Objectif de la tâche -> Transcrivez à l'identique le passage ci-dessous sur les apparitions du ressuscité, de « On notera pourtant » à « le reconnaître soudainement. ».

Passage cité ->

▬▬▬

On notera pourtant que cela semble un trait récurent dans ces différentes apparitions qui nous sont rapportées, que le "ressuscité" ne soit pas immédiatement reconnu et identifié. Que ce soit avec les deux disciples déçus, repartant chez eux en Galilée, et qui n'ouvrent les yeux que quand il leur partage le pain, ou avec ceux déjà revenus en Galilée et qui avaient repris leur métier de pêcheurs, et bien sûr ici avec Madeleine qui l'a quasiment sous son nez et le prend pour le jardinier... Pour cette dernière, il faut que ce soit son nom prononcé par lui, du même ton aimant qu'il devait être le seul à employer pour elle, le seul à lui avoir manifesté un tel amour qu'elle se soit trouvée libérée des démons qui l'entravaient ; c'est cette façon-là, propre à lui, de prononcer son doux nom, Mariam, qui l'a fait le reconnaître soudainement.

Des apparitions de personnes décédées, Jésus n'en a aucunement l'exclusivité. De tous temps, dans toutes les cultures, de tels phénomènes sont attestés, de nos jours encore bien évidemment. Il arrive même que ce soient des personnes qui ne connaissaient aucunement la ou le décédé.e, ne soupçonnant d'ailleurs pas avoir eu affaire à une ou un défunt.e, et qui découvrant ensuite son portrait réalisent à ce moment-là seulement la singularité de leur rencontre... Ceci signifie simplement qu'il y a bien quelque chose qui survit de nous, sans plus de lien avec ce qui fut notre corps physique, mais par contre encore capable d'en donner au moins l'apparence et au moins pour un certain temps (les témoignages se situent majoritairement dans un délai de quelques jours, même s'il peut y en avoir qui aillent largement au-delà...)

▬▬▬

Section des données ->
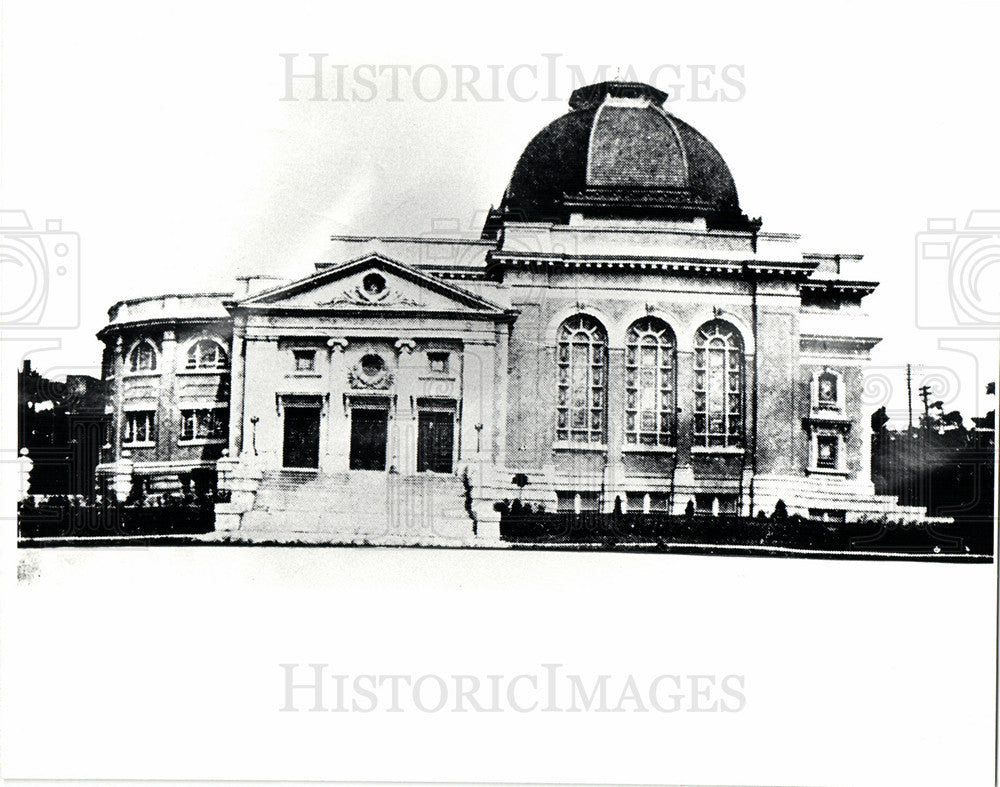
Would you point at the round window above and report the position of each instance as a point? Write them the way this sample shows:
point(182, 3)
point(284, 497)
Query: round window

▬▬▬

Réponse attendue ->
On notera pourtant que cela semble un trait récurent dans ces différentes apparitions qui nous sont rapportées, que le "ressuscité" ne soit pas immédiatement reconnu et identifié. Que ce soit avec les deux disciples déçus, repartant chez eux en Galilée, et qui n'ouvrent les yeux que quand il leur partage le pain, ou avec ceux déjà revenus en Galilée et qui avaient repris leur métier de pêcheurs, et bien sûr ici avec Madeleine qui l'a quasiment sous son nez et le prend pour le jardinier... Pour cette dernière, il faut que ce soit son nom prononcé par lui, du même ton aimant qu'il devait être le seul à employer pour elle, le seul à lui avoir manifesté un tel amour qu'elle se soit trouvée libérée des démons qui l'entravaient ; c'est cette façon-là, propre à lui, de prononcer son doux nom, Mariam, qui l'a fait le reconnaître soudainement.